Iran’s threat to “set those ships on fire” is forcing the U.S. Navy to weigh convoy escorts through the world’s most important oil chokepoint—while Americans feel the pain at the pump.
Quick Take
- President Trump signaled the U.S. Navy could escort commercial tankers through the Strait of Hormuz as the U.S.-Iran war disrupts global energy flows.
- Maritime traffic through the strait reportedly dropped about 70% after late-February strikes, with roughly 1,000 ships said to be stuck in the Gulf region.
- Iran’s IRGC and senior Iranian figures issued explicit threats against escorted shipping, underscoring the risks of escalation.
- U.S. commanders and analysts warn escorts alone may not be enough without air and missile-defense pressure against Iranian launchers and small-boat tactics.
Trump’s Escort Signal Meets an Iran That’s Betting on Asymmetric Pressure
President Donald Trump said the U.S. Navy could begin escorting ships through the Strait of Hormuz after war broke out following U.S. and Israeli strikes on Iran on Feb. 28. Trump’s message focused on keeping the “free flow of energy” moving, but Iran’s response centered on threats. A senior IRGC adviser warned Iranian forces would “set those ships on fire,” framing the strait as a lever to punish the West.
Military reporting and shipping updates described a sudden, sharp slowdown in vessel movements following the strikes, with traffic cited as down about 70% and many ships holding position rather than risk transiting. The immediate economic stakes showed up quickly in U.S. fuel prices, with reports pointing to a jump measured in cents-per-gallon in early March. For Americans already weary of inflation-era strain, a disruption at Hormuz is the kind of external shock that hits household budgets first.

* What you need to do
Continue the article on the U.S. Navy escorts through the Strait of Hormuz, starting after its final sentence. The records that follow were drawn from a separate source and bear no relation to the article.

* Extracted material
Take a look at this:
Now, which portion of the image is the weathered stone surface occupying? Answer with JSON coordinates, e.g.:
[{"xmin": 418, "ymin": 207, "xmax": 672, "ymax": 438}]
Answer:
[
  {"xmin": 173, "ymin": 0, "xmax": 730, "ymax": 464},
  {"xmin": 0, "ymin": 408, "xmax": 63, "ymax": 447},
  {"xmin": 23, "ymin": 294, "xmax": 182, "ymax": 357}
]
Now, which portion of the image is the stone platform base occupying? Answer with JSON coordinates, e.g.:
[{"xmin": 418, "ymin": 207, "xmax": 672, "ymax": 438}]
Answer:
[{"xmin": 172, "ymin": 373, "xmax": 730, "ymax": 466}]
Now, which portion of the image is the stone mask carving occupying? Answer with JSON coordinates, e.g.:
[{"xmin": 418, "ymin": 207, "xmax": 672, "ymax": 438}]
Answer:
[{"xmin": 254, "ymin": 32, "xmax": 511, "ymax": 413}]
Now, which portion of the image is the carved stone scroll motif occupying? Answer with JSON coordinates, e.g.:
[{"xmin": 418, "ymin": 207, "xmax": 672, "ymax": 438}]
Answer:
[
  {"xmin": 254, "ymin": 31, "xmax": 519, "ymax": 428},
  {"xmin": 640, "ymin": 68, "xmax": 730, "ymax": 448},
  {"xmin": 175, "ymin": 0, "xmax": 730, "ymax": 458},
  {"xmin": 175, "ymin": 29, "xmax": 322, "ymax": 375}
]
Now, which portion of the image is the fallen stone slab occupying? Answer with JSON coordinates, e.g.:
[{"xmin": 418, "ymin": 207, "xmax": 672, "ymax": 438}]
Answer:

* Written response
Why Hormuz Is So Hard to “Fix” With Conventional Power
The Strait of Hormuz is a roughly 100-mile chokepoint between Iran and Oman that carries enormous volumes of global oil trade, making it strategically decisive even when major fleets are nearby. Iran has a long history of threatening closure during periods of tension, with echoes of the 1980s Tanker War. The challenge today is not a lack of U.S. capability, but Iran’s ability to apply pressure through small, elusive actions that complicate simple “open the lane” solutions.
U.S. and allied forces can bring overwhelming conventional assets, and the U.S. surged major capabilities into the region in early 2026, including carrier strike group movements and additional airpower. The problem is that Iranian pressure in and around Hormuz often relies on tactics that are harder to deter cleanly: small-boat swarms, drones, mines, and coastal missile threats. Those tools can raise shipping risk and insurance costs without Iran having to win a stand-up naval fight.
What Escorting Tankers Would Actually Require—and What’s Still Unclear
Escort operations sound straightforward, but they impose hard requirements: persistent surveillance, quick-reaction air cover, missile defense, and rules of engagement that prevent harassment from turning into uncontrolled escalation. Reporting indicated the escort pledge was public, but the start and details remained fluid, with senior U.S. leaders providing updates without a definitive “fully open” plan. That uncertainty matters because shipping companies make decisions based on predictable protection, not headlines.
Defense analysis also stressed that escorts may need to be paired with a broader campaign to suppress coastal launchers and other threats that can reach into the transit lanes. Operation names and strike tempo were discussed in early March, but public reporting did not provide complete, verifiable detail on what targets were degraded or how quickly escort coverage could scale. For readers focused on results, the key limitation is simple: escorts help ships survive contact, but they don’t automatically remove the threat.
Economic Blowback at Home and Strategic Consequences Abroad
The immediate downstream effect of Hormuz disruption is price volatility, and even small spikes at the pump can become politically and economically significant when compounded over weeks. Reports tied early March increases to the conflict and shipping slowdown, while shipping backlogs raised concerns about broader supply disruptions. Gulf partners also faced their own political constraints, with reports noting regional fears of retaliation that can complicate basing, access, and the practical logistics of sustained operations.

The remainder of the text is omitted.